──────── Task data ────────

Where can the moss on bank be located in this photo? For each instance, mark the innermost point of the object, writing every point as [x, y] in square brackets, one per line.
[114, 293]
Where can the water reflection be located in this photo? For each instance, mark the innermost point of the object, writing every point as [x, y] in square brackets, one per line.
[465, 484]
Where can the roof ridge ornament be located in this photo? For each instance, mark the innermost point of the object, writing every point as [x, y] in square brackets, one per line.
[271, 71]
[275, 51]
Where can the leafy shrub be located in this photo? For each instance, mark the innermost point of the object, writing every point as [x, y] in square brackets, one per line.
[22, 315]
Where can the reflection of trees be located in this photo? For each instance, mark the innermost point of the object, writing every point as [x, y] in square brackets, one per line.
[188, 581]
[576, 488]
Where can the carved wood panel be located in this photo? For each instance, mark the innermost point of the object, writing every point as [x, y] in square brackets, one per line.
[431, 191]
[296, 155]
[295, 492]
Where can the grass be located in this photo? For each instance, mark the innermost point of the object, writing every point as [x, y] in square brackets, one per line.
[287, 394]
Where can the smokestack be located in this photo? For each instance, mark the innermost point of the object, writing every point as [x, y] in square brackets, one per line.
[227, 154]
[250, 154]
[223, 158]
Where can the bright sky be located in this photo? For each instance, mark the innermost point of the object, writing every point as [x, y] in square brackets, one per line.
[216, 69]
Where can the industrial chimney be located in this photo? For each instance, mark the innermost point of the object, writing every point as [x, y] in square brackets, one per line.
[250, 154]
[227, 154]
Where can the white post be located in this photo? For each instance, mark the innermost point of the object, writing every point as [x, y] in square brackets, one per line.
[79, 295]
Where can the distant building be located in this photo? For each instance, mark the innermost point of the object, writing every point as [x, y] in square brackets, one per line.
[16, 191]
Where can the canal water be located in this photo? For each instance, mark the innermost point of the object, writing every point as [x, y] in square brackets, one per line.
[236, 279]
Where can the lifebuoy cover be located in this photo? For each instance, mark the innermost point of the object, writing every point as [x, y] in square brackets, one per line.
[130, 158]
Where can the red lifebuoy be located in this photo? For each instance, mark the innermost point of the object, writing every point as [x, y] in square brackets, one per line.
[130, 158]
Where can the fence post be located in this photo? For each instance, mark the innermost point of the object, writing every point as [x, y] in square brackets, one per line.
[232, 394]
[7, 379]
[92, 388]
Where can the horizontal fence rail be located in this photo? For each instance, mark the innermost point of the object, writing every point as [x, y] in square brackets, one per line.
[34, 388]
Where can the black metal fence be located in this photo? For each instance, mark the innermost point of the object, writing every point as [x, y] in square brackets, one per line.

────────

About this exercise
Please print out every entry again, exactly as it reads.

Written solution
Where can the moss on bank be located in this photo? For each instance, mark the innermost point of the object, writing every point as [x, y] in square brackets, one per line.
[114, 293]
Where can the water reflection be located in this photo? For each instance, mark the innermost point of the object, writing every point as [x, y] in square brackets, one per line.
[465, 484]
Where can the roof ridge ornament be located in this photo? For each instance, mark the innermost point of the object, writing every point as [x, y] in square brackets, one per line.
[271, 71]
[275, 51]
Where can the leafy shrub be located in this photo? For each instance, mark the innermost point of the object, writing every point as [x, y] in square brackets, one per line.
[22, 315]
Where can the reflection of trees be located in this photo? For each instance, mark the innermost point of the object, writing every point as [x, y] in square brackets, one per line.
[188, 581]
[576, 488]
Where can the carved wood panel be located in this photo? For each instance, mark the innermost point of the object, writing every point as [x, y] in square brackets, one per line.
[431, 191]
[296, 155]
[295, 492]
Where can the grass be located in this photo? For each instance, mark the innermost point of the object, writing every point as [x, y] in square brackets, one per line.
[287, 394]
Where can the smokestack be located in this photo? For each instance, mark the innermost point of the object, writing every point as [x, y] in square brackets, one per line.
[227, 154]
[250, 154]
[223, 158]
Where can the bright sky be located in this photo? For each instance, mark the innermost point of the object, writing every point as [x, y] in square brackets, one per line.
[216, 69]
Where can the industrial chimney be located in this photo? For each instance, mark the innermost point of the object, writing every point as [x, y] in square brackets, one per line.
[250, 154]
[227, 154]
Where can the white post be located in this photo? For each instance, mark the innermost point of the object, writing every point as [x, y] in square brackets, one per line.
[79, 295]
Where can the distant building be located in this photo? For each instance, mark the innermost point of the object, writing every point as [x, y] in square brackets, one per line.
[16, 191]
Where can the canal water be located in this photo? For each instance, mark the innermost point of the object, writing every point as [x, y] in square brackets, one per line.
[236, 279]
Where can the lifebuoy cover be located in this photo? For each instance, mark the innermost point of the object, writing every point as [x, y] in square brackets, one per line.
[130, 158]
Where can the red lifebuoy be located in this photo? For each instance, mark the innermost point of the object, writing every point as [x, y] in square brackets, one per line.
[130, 158]
Where can the fence post be located in this photo? For each instance, mark the innermost point of the object, writing every point as [x, y] in square brackets, one per line.
[232, 394]
[7, 379]
[92, 388]
Where can the horizontal fence rail be located in this photo? For each instance, mark the innermost point of the object, writing every point as [x, y] in square brackets, one per line.
[34, 388]
Where can the black metal fence be located in this photo? For each instance, mark the innermost point of the object, writing every point as [x, y] in square brackets, one per line.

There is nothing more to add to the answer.